- _Exercise requirements_
Return every line of the material below that contains the string "roof", matching its case.

####################

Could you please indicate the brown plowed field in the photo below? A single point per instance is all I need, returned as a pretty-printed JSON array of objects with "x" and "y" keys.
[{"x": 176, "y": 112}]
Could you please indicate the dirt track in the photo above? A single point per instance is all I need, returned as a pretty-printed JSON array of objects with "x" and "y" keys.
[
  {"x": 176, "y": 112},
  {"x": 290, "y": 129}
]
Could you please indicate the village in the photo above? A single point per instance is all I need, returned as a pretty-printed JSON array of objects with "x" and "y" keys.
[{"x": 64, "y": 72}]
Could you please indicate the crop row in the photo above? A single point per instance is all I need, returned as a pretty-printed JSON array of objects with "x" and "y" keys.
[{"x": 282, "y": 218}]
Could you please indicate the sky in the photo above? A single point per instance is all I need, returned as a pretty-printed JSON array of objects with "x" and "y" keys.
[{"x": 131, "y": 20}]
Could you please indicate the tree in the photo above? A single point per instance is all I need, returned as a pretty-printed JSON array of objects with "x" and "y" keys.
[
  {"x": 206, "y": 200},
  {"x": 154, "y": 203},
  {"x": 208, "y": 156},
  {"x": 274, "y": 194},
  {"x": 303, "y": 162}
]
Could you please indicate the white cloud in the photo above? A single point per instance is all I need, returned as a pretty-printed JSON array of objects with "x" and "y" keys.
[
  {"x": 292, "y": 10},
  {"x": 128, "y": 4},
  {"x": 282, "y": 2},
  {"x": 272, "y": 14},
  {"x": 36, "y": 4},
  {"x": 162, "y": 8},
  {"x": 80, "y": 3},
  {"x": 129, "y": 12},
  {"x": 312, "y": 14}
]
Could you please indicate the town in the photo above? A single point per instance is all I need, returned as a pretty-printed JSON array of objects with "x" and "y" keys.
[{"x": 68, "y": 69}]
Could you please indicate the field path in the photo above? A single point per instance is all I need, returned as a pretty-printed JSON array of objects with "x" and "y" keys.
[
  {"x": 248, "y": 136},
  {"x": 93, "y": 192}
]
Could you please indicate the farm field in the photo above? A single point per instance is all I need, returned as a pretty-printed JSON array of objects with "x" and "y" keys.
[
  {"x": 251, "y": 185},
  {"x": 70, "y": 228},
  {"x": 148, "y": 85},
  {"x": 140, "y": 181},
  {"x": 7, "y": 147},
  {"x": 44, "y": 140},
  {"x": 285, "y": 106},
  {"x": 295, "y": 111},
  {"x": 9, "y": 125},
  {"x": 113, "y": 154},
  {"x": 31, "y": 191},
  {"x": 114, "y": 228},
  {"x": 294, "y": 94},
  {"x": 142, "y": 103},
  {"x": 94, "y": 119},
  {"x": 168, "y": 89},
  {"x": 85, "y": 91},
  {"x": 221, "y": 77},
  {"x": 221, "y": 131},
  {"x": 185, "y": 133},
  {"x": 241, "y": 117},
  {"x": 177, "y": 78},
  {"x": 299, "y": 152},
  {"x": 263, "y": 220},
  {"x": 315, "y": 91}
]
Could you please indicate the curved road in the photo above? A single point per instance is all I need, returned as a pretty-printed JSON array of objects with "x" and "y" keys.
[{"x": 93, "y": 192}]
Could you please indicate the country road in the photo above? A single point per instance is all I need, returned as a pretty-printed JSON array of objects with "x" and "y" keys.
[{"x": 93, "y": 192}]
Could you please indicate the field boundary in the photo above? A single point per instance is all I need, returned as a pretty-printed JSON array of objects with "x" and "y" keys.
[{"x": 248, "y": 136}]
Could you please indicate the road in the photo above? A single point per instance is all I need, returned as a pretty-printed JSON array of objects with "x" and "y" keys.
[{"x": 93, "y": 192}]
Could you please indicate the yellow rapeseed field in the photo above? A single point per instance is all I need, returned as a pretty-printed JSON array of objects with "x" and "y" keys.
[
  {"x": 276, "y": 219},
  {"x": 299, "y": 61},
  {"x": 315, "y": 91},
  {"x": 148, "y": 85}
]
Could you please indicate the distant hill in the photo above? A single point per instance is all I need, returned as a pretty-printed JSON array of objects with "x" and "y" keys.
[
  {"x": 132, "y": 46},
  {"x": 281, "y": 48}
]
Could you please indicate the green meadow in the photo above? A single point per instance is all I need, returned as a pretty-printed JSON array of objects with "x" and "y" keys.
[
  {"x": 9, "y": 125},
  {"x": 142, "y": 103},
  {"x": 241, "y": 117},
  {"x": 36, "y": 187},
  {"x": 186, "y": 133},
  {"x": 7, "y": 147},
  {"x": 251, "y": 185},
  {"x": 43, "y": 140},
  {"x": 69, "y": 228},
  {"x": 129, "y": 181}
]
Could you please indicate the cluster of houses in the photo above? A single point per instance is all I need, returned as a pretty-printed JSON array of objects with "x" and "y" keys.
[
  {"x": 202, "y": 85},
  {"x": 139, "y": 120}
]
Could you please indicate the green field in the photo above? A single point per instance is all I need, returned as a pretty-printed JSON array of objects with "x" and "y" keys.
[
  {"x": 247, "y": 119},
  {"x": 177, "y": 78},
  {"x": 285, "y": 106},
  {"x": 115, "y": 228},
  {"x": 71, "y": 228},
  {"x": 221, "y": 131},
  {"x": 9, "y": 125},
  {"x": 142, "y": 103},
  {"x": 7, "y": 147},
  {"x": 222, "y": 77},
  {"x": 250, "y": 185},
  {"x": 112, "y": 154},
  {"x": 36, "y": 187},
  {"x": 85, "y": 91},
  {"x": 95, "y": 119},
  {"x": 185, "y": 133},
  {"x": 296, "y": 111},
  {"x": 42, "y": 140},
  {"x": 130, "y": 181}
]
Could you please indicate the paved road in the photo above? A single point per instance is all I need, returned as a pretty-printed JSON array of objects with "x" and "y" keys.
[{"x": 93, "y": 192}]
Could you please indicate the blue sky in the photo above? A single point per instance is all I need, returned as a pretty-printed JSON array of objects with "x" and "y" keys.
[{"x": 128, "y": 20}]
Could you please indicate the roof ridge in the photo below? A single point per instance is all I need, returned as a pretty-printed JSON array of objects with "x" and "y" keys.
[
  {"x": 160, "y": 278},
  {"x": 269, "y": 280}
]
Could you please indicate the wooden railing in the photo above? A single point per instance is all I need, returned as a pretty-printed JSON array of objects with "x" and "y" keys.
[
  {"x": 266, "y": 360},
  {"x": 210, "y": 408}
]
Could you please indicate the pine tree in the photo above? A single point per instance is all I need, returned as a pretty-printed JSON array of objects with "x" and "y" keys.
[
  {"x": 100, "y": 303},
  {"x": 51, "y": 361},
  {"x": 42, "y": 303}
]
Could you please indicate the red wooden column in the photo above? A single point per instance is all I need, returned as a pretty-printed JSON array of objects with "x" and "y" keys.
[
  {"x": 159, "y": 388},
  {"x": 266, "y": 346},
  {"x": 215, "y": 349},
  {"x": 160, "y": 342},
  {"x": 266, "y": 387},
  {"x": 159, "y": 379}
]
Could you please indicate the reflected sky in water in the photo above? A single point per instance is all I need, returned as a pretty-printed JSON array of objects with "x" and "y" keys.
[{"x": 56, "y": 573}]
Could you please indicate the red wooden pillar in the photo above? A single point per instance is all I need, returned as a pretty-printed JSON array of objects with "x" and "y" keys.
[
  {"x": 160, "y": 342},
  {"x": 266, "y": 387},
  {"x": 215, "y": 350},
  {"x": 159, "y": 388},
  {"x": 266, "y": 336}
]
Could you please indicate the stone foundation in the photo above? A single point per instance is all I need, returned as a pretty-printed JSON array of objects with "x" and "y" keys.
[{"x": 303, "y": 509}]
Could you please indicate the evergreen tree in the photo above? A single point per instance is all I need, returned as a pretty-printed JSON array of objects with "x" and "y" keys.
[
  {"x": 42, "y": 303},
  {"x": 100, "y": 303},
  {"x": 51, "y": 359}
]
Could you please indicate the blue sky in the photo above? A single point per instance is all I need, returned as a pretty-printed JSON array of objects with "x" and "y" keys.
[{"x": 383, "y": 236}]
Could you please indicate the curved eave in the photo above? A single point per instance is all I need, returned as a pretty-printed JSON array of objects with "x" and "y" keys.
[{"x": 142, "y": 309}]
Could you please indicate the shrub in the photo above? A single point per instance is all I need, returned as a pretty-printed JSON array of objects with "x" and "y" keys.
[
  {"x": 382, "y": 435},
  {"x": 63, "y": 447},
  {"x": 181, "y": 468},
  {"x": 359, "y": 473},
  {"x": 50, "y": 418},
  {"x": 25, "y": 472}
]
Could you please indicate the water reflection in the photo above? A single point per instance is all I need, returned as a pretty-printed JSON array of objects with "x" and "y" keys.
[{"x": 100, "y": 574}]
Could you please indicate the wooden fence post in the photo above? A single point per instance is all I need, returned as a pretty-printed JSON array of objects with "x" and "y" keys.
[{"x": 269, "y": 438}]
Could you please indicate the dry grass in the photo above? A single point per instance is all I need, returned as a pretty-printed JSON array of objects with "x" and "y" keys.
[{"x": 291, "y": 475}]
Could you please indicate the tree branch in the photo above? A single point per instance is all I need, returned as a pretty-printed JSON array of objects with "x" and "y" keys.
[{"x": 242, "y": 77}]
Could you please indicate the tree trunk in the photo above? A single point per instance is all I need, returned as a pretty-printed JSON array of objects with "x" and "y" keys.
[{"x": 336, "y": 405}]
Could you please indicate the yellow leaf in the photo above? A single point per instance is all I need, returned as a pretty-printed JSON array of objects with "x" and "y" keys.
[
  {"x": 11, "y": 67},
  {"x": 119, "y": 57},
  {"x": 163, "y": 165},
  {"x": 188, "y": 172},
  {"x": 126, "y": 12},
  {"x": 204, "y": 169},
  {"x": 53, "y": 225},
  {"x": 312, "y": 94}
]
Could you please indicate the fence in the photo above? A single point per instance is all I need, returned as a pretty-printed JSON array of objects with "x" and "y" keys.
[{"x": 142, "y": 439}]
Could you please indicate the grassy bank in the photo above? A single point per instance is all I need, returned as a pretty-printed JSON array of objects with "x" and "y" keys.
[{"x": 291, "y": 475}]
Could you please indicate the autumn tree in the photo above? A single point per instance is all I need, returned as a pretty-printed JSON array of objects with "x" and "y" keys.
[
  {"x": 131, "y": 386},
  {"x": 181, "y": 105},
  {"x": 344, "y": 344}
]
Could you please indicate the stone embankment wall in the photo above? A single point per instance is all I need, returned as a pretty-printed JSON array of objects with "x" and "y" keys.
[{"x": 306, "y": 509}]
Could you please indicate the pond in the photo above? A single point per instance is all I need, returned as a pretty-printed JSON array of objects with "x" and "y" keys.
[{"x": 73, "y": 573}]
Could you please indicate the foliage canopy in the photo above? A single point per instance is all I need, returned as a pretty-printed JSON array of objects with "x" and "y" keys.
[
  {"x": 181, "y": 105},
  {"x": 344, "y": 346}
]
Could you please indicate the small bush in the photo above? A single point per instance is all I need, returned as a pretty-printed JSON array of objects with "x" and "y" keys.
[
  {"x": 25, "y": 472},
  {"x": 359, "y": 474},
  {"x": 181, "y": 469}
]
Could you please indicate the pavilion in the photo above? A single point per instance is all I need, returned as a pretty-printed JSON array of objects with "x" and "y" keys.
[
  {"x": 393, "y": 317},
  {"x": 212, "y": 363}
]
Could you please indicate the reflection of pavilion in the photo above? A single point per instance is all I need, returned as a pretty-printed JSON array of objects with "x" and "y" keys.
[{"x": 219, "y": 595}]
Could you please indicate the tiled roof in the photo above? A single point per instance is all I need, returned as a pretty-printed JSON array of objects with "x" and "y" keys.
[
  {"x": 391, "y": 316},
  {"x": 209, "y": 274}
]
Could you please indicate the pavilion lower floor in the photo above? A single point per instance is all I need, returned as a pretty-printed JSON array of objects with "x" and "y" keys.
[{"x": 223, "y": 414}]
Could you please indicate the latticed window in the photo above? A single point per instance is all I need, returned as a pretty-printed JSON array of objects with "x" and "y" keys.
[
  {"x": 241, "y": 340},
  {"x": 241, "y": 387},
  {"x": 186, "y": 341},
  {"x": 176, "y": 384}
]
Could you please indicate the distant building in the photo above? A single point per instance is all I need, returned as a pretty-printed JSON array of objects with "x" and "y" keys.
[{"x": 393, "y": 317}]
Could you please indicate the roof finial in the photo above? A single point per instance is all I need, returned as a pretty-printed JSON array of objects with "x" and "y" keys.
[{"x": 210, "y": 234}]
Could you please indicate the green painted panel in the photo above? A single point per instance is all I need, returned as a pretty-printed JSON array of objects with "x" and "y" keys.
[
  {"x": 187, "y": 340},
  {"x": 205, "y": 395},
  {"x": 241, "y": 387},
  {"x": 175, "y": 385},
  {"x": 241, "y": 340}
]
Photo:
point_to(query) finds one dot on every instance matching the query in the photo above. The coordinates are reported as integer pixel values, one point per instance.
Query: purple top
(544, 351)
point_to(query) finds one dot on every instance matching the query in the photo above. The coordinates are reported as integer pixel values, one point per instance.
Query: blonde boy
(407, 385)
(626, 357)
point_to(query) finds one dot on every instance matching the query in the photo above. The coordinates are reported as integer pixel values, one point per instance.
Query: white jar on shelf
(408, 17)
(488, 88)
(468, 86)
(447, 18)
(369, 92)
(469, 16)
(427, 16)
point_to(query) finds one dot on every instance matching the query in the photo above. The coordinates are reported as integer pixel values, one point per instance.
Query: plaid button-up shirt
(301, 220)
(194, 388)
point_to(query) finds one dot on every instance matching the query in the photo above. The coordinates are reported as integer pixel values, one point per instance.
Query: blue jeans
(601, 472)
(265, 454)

####################

- _Full answer_
Could you please indicate the roof ridge in the photo below? A single point per instance is all I need, returned as a pretty-printed JSON array of objects with "x" and "y" keys.
Could you please indicate the tiled roof in the photo above? A single point per instance is all I need, returned as a pretty-printed JSON array of objects with "x" and "y" keys.
Could you please indicate the roof finial in the photo above? A single point per instance is all I need, returned as a pretty-printed JSON array of objects with "x" and "y" keys.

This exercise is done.